| Passage to read |
###
Today, the Supreme Court of the United States announced their decision in the OSHA vaccine mandate case. In a 6-3 decision, SCOTUS held that OSHA did not have the authority to mandate vaccinations or testing for private businesses.  TPPF, representing five Texas staffing agencies, had sued the Biden administration over the mandate and obtained a first-in-the-nation stay from the Fifth Circuit Court of Appeals.  After all of the challenges were consolidated, by rule, at the Sixth Circuit Court of Appeals, that court dissolved the stay.  Today, the Supreme Court overturned the Sixth Circuit decision, re-instating the stay of the mandate nationwide.

In its opinion, the Court found that “[A] vaccine mandate is strikingly unlike the workplace regulations that OSHA has typically imposed. A vaccination, after all, cannot be undone at the end of the workday. Contrary to the dissent’s contention, imposing a vaccine mandate on 84 million Americans in response to a worldwide pandemic is simply not part of what the agency was built for.”
###
| The data |
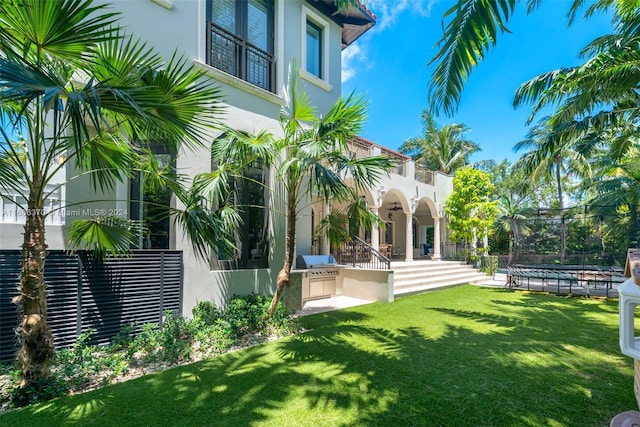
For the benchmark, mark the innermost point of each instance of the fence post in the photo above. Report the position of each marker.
(79, 297)
(161, 304)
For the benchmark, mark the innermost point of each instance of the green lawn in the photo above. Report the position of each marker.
(464, 356)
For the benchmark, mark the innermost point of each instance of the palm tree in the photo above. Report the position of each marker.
(510, 219)
(443, 149)
(552, 156)
(310, 158)
(472, 27)
(89, 99)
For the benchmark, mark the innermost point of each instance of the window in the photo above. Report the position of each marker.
(314, 50)
(249, 196)
(314, 56)
(151, 205)
(13, 205)
(240, 40)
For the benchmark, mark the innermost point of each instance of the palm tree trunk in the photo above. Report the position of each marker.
(283, 276)
(36, 341)
(563, 228)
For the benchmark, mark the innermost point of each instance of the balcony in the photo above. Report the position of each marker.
(424, 175)
(229, 53)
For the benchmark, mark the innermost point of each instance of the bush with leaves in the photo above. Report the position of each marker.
(212, 331)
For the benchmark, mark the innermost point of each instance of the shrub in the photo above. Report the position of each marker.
(175, 337)
(206, 312)
(212, 331)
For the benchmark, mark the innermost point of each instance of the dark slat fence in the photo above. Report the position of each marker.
(85, 294)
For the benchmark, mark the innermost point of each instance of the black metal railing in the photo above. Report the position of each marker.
(358, 253)
(233, 55)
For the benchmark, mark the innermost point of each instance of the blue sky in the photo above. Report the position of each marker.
(388, 65)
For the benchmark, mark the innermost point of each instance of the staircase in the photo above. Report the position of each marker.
(420, 276)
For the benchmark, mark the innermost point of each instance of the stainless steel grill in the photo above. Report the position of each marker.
###
| Your task |
Continue the article on the Supreme Court's OSHA vaccine mandate decision, picking up after its last sentence.

| Response |
“It was clear from the beginning that this mandate was illegal and unconstitutional,” said Robert Henneke, general counsel and Executive Director at TPPF. “Today, the U.S. Supreme Court ruled that OSHA does not have the power to require 83 million Americans to get vaccinated as a condition of keeping their jobs.”

“The Biden administration admitted that using OSHA to impose this mandate was the ‘ultimate workaround.’  In a 6-3 decision, the Court saw through this cynical tactic,” said Matt Miller, TPPF Senior Attorney. “The Constitution does not give the federal government the power to force people to get vaccinated.”